Start of Block

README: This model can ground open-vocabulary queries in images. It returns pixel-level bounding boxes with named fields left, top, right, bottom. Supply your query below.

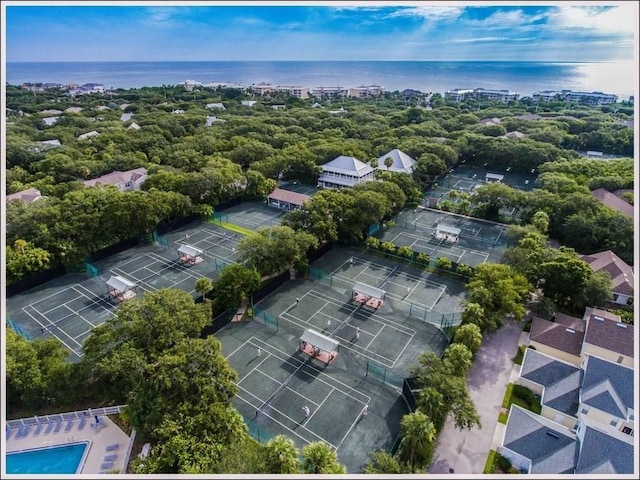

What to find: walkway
left=428, top=318, right=525, bottom=474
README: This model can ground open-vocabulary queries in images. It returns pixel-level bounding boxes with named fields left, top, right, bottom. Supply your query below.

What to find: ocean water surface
left=5, top=61, right=636, bottom=99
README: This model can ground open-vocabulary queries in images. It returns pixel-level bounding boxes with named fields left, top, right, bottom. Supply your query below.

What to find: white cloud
left=450, top=37, right=509, bottom=43
left=385, top=5, right=464, bottom=21
left=465, top=8, right=546, bottom=30
left=546, top=5, right=636, bottom=35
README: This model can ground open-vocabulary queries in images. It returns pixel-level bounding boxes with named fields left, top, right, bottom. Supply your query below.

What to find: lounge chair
left=65, top=419, right=74, bottom=432
left=104, top=454, right=117, bottom=462
left=6, top=427, right=13, bottom=439
left=44, top=422, right=55, bottom=434
left=18, top=426, right=30, bottom=437
left=106, top=444, right=119, bottom=451
left=33, top=422, right=44, bottom=435
left=53, top=421, right=63, bottom=433
left=100, top=462, right=114, bottom=470
left=77, top=417, right=87, bottom=430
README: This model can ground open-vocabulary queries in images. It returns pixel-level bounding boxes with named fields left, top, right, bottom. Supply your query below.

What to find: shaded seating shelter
left=352, top=281, right=385, bottom=309
left=106, top=275, right=137, bottom=301
left=299, top=328, right=339, bottom=365
left=178, top=244, right=204, bottom=265
left=435, top=223, right=461, bottom=243
left=485, top=172, right=504, bottom=183
left=267, top=188, right=310, bottom=211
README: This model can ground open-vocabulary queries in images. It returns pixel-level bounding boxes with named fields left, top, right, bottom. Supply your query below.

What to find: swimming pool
left=6, top=441, right=90, bottom=474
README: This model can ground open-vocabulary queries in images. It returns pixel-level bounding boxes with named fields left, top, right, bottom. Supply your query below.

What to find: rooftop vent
left=546, top=431, right=560, bottom=439
left=593, top=316, right=604, bottom=322
left=616, top=323, right=627, bottom=328
left=566, top=328, right=575, bottom=334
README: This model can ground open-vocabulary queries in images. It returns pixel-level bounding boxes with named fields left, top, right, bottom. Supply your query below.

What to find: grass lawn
left=498, top=383, right=542, bottom=424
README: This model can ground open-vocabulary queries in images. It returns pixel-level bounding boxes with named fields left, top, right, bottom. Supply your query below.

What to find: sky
left=2, top=1, right=638, bottom=62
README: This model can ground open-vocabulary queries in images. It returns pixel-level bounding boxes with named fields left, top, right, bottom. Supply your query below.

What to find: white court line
left=22, top=304, right=83, bottom=353
left=72, top=285, right=117, bottom=318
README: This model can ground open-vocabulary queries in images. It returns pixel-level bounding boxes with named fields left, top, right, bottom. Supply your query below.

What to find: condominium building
left=250, top=83, right=275, bottom=95
left=532, top=90, right=618, bottom=105
left=348, top=85, right=384, bottom=98
left=275, top=85, right=310, bottom=99
left=310, top=86, right=350, bottom=98
left=444, top=88, right=519, bottom=103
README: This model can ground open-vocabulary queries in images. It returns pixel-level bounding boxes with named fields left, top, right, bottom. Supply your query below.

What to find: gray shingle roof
left=581, top=356, right=633, bottom=418
left=321, top=156, right=373, bottom=176
left=591, top=188, right=634, bottom=218
left=520, top=349, right=581, bottom=415
left=503, top=406, right=578, bottom=474
left=576, top=425, right=634, bottom=474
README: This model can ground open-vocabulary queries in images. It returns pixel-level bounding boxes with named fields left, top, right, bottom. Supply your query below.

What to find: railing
left=120, top=428, right=137, bottom=474
left=6, top=405, right=126, bottom=428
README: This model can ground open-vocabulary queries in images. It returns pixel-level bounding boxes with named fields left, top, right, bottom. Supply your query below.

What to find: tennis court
left=227, top=337, right=370, bottom=450
left=216, top=202, right=286, bottom=230
left=280, top=289, right=416, bottom=369
left=279, top=182, right=318, bottom=196
left=5, top=221, right=243, bottom=361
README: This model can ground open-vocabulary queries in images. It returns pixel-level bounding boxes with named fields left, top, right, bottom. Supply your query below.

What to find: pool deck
left=5, top=416, right=130, bottom=474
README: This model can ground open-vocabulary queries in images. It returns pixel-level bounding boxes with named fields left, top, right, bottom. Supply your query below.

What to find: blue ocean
left=4, top=61, right=636, bottom=100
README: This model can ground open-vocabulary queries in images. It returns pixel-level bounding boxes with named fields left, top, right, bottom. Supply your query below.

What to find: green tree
left=363, top=451, right=407, bottom=474
left=384, top=156, right=393, bottom=170
left=453, top=323, right=483, bottom=355
left=442, top=343, right=473, bottom=376
left=212, top=264, right=262, bottom=311
left=261, top=435, right=299, bottom=474
left=300, top=441, right=346, bottom=474
left=238, top=225, right=318, bottom=276
left=5, top=239, right=52, bottom=284
left=195, top=277, right=214, bottom=300
left=397, top=411, right=437, bottom=472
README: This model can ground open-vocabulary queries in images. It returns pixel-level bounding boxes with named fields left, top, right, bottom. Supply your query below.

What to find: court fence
left=365, top=360, right=404, bottom=390
left=83, top=260, right=100, bottom=278
left=243, top=415, right=275, bottom=443
left=308, top=266, right=332, bottom=286
left=253, top=306, right=279, bottom=331
left=201, top=308, right=237, bottom=338
left=6, top=317, right=32, bottom=340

End of Block

DESCRIPTION OF THE TASK:
Strip out the pictures and quote the remaining data word for word.

SOLUTION:
README: This model can ground open-vocabulary queries in images. It returns pixel-level bounding boxes with named fields left, top, right, bottom. Supply your query below.


What to find: walkway
left=428, top=318, right=525, bottom=474
README: This model can ground open-vocabulary queries in images. It returns pixel-level bounding boxes with named fields left, top, right, bottom. Supply your query below.

What to find: ocean water surface
left=5, top=61, right=636, bottom=99
README: This model can ground open-vocabulary queries in images. It returns pixel-level bounding boxes with named fields left, top, right, bottom. Supply your query below.

What to find: white cloud
left=450, top=37, right=509, bottom=43
left=385, top=5, right=464, bottom=21
left=465, top=8, right=546, bottom=30
left=546, top=5, right=636, bottom=35
README: This model can ground open-vocabulary queries in images. It returns pixel-level bounding boxes with named fields left, top, right, bottom. Supply your query below.

What to find: lounge chair
left=65, top=419, right=74, bottom=432
left=104, top=454, right=117, bottom=462
left=6, top=427, right=13, bottom=439
left=44, top=422, right=55, bottom=434
left=18, top=426, right=30, bottom=437
left=106, top=444, right=119, bottom=451
left=33, top=422, right=44, bottom=435
left=53, top=421, right=63, bottom=433
left=100, top=462, right=114, bottom=470
left=77, top=417, right=87, bottom=430
README: This model can ground open-vocabulary queries in images. It returns pixel-level bounding boxes with named fields left, top, right, bottom. Supply your query below.

What to find: shaded seating shelter
left=352, top=281, right=385, bottom=309
left=106, top=275, right=137, bottom=301
left=299, top=328, right=339, bottom=365
left=178, top=244, right=204, bottom=265
left=435, top=223, right=461, bottom=243
left=485, top=172, right=504, bottom=183
left=267, top=188, right=310, bottom=211
README: This model can ground open-vocabulary queries in images. It returns pixel-level bounding boxes with named fields left, top, right, bottom. Supply your query below.

What to find: swimming pool
left=6, top=441, right=90, bottom=474
README: This model can ground open-vocabulary queries in images. It returns pixel-level bounding boxes with named fields left, top, right, bottom. Supply your query below.

What to find: rooftop vent
left=546, top=431, right=560, bottom=439
left=593, top=316, right=604, bottom=322
left=616, top=323, right=627, bottom=328
left=566, top=328, right=575, bottom=334
README: This model can ground open-vocabulary queries in images. It returns pixel-level bounding boxes with named fields left, top, right, bottom. Supply your query below.

What to find: grass lawn
left=498, top=383, right=542, bottom=424
README: This model can ground open-vocabulary queries in images. It returns pixel-level bounding boxes with named fields left, top, right, bottom. Supply your query below.

What to find: sky
left=2, top=1, right=638, bottom=62
README: This model can ground open-vocabulary queries in images. It returns pixel-level bounding boxes with named fields left, top, right, bottom. Supply your query below.

What to find: white court line
left=22, top=304, right=83, bottom=353
left=72, top=285, right=117, bottom=318
README: This model can ground open-vocabulary queries in images. It returns pixel-level bounding boxes with named fields left, top, right, bottom. Supply your query below.

What to find: condominium building
left=250, top=83, right=275, bottom=95
left=532, top=90, right=618, bottom=105
left=348, top=85, right=384, bottom=98
left=275, top=85, right=310, bottom=99
left=310, top=86, right=350, bottom=98
left=444, top=88, right=519, bottom=103
README: This model can ground open-vocabulary queries in images. It returns pixel-level bounding boxes with named fields left, top, right, bottom. Supply your query below.

What to find: gray shingle roof
left=581, top=356, right=633, bottom=418
left=321, top=156, right=373, bottom=176
left=591, top=188, right=634, bottom=218
left=520, top=349, right=581, bottom=415
left=503, top=406, right=578, bottom=474
left=576, top=425, right=634, bottom=474
README: This model can ground open-vocabulary queries in images. It returns pixel-level bounding boxes with named fields left, top, right, bottom. Supply your query below.

What to find: railing
left=120, top=428, right=137, bottom=474
left=6, top=405, right=126, bottom=428
README: This model can ground open-vocabulary queries in images. It returns pixel-level bounding boxes with named fields left, top, right, bottom. Supply your query below.

What to find: tennis court
left=227, top=337, right=370, bottom=450
left=216, top=202, right=286, bottom=230
left=280, top=289, right=416, bottom=369
left=279, top=182, right=318, bottom=196
left=5, top=221, right=243, bottom=361
README: This model can ground open-vocabulary queries in images. It returns pixel-level bounding boxes with named fields left, top, right, bottom. Supply your query below.

What to find: pool deck
left=5, top=416, right=130, bottom=474
README: This model can ground open-vocabulary queries in images. It returns pixel-level bounding boxes with named fields left, top, right, bottom. Supply your query below.

What to find: blue ocean
left=4, top=61, right=636, bottom=100
README: This model can ground open-vocabulary queries in images. It returns pixel-level bounding boxes with named fields left, top, right, bottom. Supply your query below.

What to find: green tree
left=363, top=451, right=407, bottom=474
left=384, top=156, right=393, bottom=170
left=453, top=323, right=483, bottom=355
left=442, top=343, right=473, bottom=376
left=212, top=264, right=262, bottom=311
left=261, top=435, right=299, bottom=474
left=300, top=441, right=346, bottom=474
left=238, top=225, right=318, bottom=276
left=5, top=239, right=52, bottom=284
left=195, top=277, right=214, bottom=300
left=397, top=411, right=437, bottom=472
README: This model can ground open-vocabulary queries in images. It returns pixel-level bounding boxes with named fields left, top, right, bottom. Supply your query below.

What to find: court fence
left=365, top=360, right=404, bottom=390
left=83, top=260, right=100, bottom=278
left=243, top=415, right=275, bottom=443
left=308, top=266, right=332, bottom=286
left=253, top=306, right=279, bottom=331
left=201, top=308, right=237, bottom=338
left=6, top=317, right=32, bottom=340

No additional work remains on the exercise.